> REQUEST A: In the forum thread about pre-ordering skis, what discount did the shop that hosted the demo day offer on next year's ski?
> REQUEST B: Return the portion of the forum thread about pre-ordering skis that begins at the words "## yeggous (Mar 14, 2014)" and stops after the words "should I expect?".

> SUPPLIED TEXT:

# pre-ordering next year's skis



## yeggous (Mar 14, 2014)

Has anyone pre-ordered next year's skis in the spring for delivery in the fall? I imagine that I should be able to get a discount this way given that the ski shop and just throw the skis on top of their regular order. What type of discount should I expect?


----------



## drjeff (Mar 16, 2014)

None - next years gear will be in the greatest demand at the start of the season, and the shop knows that if you want a "hot" next years ski that if you don't buy that model/length at their "regular" price that someone else will


----------



## Cannonball (Mar 16, 2014)

Yeah, I don't think that works. They won't throw your order on top of their regular order, they will consider you an anxious first sale from their regular order.  This seems like the best way to pay a premium for skis.  

On the other hand, buying last year's model....


----------



## Hawkshot99 (Mar 16, 2014)

I dont see that gaining you a deal unless it is at a shop were you are a very well known customer and spend a bunch of $. 
Why would a shop give away their profit? Its obviously something you really want.

Sent from my SGH-S959G using Tapatalk 2


----------



## mishka (Mar 17, 2014)

IIRC Some ski makers,On3p for example, do have preorder/ presale with discount


----------



## yeggous (Mar 17, 2014)

Just got a response from the shop that hosted the demo day. Their offer:
If you come in by March 31, I can add your skis to our next year's order.  You will save 20-35% off the retail price of NEXT YEAR'S ski if you purchase now and take delivery in the fall.


----------



## drjeff (Mar 17, 2014)

yeggous said:


> Just got a response from the shop that hosted the demo day. Their offer:
> If you come in by March 31, I can add your skis to our next year's order.  You will save 20-35% off the retail price of NEXT YEAR'S ski if you purchase now and take delivery in the fall.



Basically put in ski shop lingo, they get your $$ now and then will sell them to you for whatever they're selling that ski for to walk up customers during their Columbus Day Weekend sale ;-)

Not quite sure that any shop actually sells a ski for full MSRP anymore!


----------



## WWF-VT (Mar 17, 2014)

A better deal is to figure out a ski that you really want that is available this year and will only have the topsheet graphics updates for next years model and buy during the shop's end of season blow out sales.


----------



## Brad J (Mar 17, 2014)

Hawkshot99 said:


> I dont see that gaining you a deal unless it is at a shop were you are a very well known customer and spend a bunch of $.
> Why would a shop give away their profit? Its obviously something you really want.
> 
> Sent from my SGH-S959G using Tapatalk 2


I have ordered twice in fall for a current or new model that I wanted and was treated fair. about 25% off, I would ask at the shop that you trade with , the worst that can happen they say no deals.


----------



## Glenn (Mar 18, 2014)

WWF-VT said:


> A better deal is to figure out a ski that you really want that is available this year and will only have the topsheet graphics updates for next years model and buy during the shop's end of season blow out sales.




This. Hedge and wait until July...you'll really get a discount.


----------



## SandwichTech (Apr 3, 2014)

Lots of indie brands offer this as it allows us to fill-in summer production runs and predict volume better.


----------

> EXERCISE DATA:
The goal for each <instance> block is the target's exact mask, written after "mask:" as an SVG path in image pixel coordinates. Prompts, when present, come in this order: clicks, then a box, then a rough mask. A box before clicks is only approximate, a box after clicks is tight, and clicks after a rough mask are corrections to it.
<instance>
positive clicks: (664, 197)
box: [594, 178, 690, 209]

> WRITTEN ANSWER A: 20-35% off the retail price of next year's ski

> WRITTEN ANSWER B:
## yeggous (Mar 14, 2014)

Has anyone pre-ordered next year's skis in the spring for delivery in the fall? I imagine that I should be able to get a discount this way given that the ski shop and just throw the skis on top of their regular order. What type of discount should I expect?